Finger Lakes Wine Country has been on my radar for a while, however, domestic travel was far from my purview with a partner in Lebanon and many travel plans abroad. 

It’s been a constant mental battle of when is the “right” time to really get out and travel to public places / touristic areas. Everyone has their level of risk and reasons like having a mom at home who’s in her 70s and not wanting to be the cause of the spread. My family and I have been wearing masks, washing our hands like crazy and being very mindful of social distance measures. 

Summer has started to bring about warmer temps and drawing many outside. I wanted to get to a place like Finger Lakes with ample outdoor and alfresco options to limit human interaction and risk. The region and local businesses really appeared to be taking lots of precautions and taking this very seriously, which eased our concerns as well.

After picking a weekend just after the initial phase of openings, I mapped out our visit. I found a place right on the water to be our “homebase” and proximity to the activities that were most appealing. The pretty recently renovated Plum Point Lodge is perched right on the water with a dock, fire pit, pool, and restaurant. It was ideal for the four of us. 

Scoping out the wineries and the time we had there, I made reservations at nearby Hermann J. Wiemer Winery, and across the lake, Wagner Vineyard, a highly awarded winery, known for the wide selection of Rieslings for that Saturday.

▶ SUPPLIED MATERIAL:

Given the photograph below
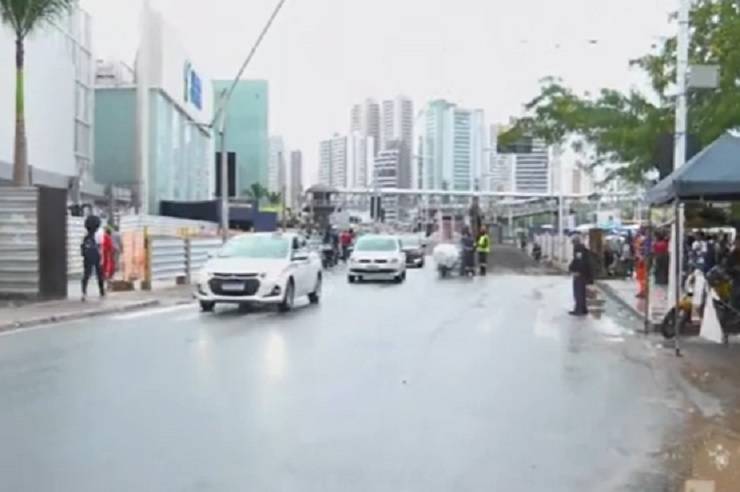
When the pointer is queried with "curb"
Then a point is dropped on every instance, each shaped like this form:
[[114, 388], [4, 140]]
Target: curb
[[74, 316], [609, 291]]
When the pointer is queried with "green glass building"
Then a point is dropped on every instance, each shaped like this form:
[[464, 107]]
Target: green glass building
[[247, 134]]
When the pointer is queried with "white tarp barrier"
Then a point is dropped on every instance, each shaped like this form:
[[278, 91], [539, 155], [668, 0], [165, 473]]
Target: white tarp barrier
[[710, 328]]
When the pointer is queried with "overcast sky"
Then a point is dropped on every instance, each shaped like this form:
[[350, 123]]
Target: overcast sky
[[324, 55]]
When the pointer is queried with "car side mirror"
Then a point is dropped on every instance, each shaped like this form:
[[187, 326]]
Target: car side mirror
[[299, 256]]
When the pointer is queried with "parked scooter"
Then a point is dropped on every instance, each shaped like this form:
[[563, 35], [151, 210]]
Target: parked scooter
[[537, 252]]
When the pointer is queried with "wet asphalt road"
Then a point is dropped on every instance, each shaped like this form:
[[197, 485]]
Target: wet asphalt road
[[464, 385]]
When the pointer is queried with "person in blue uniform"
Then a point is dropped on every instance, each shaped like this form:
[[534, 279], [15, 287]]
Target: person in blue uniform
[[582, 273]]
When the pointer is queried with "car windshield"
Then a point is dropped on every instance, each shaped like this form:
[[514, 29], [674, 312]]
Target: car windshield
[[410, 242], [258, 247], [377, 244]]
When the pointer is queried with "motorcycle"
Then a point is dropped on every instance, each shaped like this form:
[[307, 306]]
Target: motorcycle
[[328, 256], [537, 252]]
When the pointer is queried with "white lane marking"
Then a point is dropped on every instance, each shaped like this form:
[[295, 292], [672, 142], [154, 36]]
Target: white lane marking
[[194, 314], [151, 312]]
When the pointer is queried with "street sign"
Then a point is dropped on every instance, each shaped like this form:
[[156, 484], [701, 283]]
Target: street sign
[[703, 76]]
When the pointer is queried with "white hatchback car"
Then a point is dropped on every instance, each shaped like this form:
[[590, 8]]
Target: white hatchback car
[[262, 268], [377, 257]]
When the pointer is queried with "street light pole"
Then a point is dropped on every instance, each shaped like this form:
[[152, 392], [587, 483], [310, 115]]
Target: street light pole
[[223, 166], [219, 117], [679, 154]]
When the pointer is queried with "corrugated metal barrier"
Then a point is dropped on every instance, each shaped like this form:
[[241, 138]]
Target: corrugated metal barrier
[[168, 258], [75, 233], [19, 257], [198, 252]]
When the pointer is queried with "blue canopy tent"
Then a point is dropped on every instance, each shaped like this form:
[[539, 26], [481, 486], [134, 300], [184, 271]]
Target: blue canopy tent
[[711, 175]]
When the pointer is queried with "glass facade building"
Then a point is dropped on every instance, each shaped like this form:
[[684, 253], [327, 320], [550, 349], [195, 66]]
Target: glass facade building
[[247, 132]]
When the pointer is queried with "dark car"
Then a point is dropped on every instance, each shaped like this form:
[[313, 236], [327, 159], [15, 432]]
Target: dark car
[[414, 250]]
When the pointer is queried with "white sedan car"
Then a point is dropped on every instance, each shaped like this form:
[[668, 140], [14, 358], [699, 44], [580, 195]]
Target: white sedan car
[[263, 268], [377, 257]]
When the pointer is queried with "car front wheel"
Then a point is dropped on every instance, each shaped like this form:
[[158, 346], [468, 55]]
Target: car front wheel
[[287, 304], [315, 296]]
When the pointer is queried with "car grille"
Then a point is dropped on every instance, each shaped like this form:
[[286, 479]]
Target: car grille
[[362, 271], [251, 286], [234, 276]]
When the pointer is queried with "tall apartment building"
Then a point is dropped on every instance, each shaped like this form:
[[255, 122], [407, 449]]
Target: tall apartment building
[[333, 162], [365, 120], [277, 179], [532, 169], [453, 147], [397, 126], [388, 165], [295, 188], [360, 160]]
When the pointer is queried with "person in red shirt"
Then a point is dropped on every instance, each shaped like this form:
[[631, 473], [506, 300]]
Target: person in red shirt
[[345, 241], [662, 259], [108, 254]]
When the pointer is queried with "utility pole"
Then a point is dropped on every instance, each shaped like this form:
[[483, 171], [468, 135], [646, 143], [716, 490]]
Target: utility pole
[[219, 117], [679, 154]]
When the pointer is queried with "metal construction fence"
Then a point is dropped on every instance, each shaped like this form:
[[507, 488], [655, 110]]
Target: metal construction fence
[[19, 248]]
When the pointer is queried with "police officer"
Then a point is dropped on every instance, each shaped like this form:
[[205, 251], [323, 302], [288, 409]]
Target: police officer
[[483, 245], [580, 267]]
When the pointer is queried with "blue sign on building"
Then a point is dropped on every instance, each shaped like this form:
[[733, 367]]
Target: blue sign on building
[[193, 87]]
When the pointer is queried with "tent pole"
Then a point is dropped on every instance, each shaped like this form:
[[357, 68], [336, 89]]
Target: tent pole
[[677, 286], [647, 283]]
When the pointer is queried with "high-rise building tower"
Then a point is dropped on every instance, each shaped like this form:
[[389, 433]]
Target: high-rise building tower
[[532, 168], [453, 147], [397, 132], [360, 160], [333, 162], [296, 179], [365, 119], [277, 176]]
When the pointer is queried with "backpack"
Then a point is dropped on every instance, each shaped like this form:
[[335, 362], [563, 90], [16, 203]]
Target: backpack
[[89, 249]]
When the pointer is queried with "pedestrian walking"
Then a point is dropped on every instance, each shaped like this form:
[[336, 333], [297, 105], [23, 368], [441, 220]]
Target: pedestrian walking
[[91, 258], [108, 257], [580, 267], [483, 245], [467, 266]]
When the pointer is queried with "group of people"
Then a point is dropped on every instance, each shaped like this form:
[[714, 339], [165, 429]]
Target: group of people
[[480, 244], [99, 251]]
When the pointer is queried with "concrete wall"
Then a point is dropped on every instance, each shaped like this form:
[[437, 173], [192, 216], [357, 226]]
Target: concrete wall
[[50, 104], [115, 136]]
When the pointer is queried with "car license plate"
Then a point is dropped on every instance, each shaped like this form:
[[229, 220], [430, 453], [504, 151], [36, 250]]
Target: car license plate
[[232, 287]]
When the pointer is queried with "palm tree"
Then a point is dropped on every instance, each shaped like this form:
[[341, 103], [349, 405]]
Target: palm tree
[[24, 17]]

▶ WORK TO DO:
1: According to the Finger Lakes travel piece, what amenities does Plum Point Lodge have?
2: Carry on the Finger Lakes travel piece after its final sentence.
The lines are separate material from the Finger Lakes travel piece.

▶ ANSWERS BELOW:
1: A dock, fire pit, pool, and restaurant.

2:
We arrived late afternoon on Friday, checked-in to Plum Point Lodge, and made our way to Grist Iron Brewery with a lake view and dining outside. No reservations needed and the team there had a system setup to keep us all safe, while we enjoyed their craft brews, pizza and the view. There were a lot of great beers, so while we couldn’t do flights, we did some sharing among ourselves and sampled a few. Favorites that we tried: QKA Cream Ale, Sweet Disaster Cherry Kolsch, That’s My Jam! Mixed Berry Sour, Boom Scotch-A-Lotcha.

We took some beer to go and went back to make good use of our lodge’s dock and weather. 

The following morning we got a reasonably early start to check out The Windmill Farm & Craft Market (mostly outdoor market with precautions in place) before the crowds showed up. It was nice to support the local vendors, who were genuinely happy to see people and start recuperating their businesses. 

Windmill Craft

The Amish have a great selection of baked goods, lots of knick knacks, some craft made items, antiques, outdoor furniture, produce and things to eat like breakfast sandwiches, BBQ, and typical fair food. 

While we had some time before our first wine tasting, a short drive north of the market is a quaint town called Geneva, lined with stately houses decorated in flowers, many overlooking Seneca Lake. It’s a place where you go for your architecture and home envy needs. Limited on time, we got around on foot for an hour or so. 

By now, we’ve had some coffee, filled our bellies with baked goods, taken a nice walk, so now it was time for our first wine tasting appointment at Hermann J. Wiemer Winery back down the road. The sun was dead center on the winery, so thankfully, we were seated in the outdoor terrace with only a couple and us out there. 

Hermann J. Wiemer Winery

To keep germs limited, we were able to order half, full or bottles to be served to the table. That suited us just fine, so we could tailor to our palettes. We were happy to learn they specialized in non-sweet, dryer wines. The day called for refreshing white wines, rose and bubbles. 

As we were closing out our tab and buying bottles for later on the dock, we saw lots of people coming through, so our timing was perfect for a tasting at 2 pm, departure just after 3 pm.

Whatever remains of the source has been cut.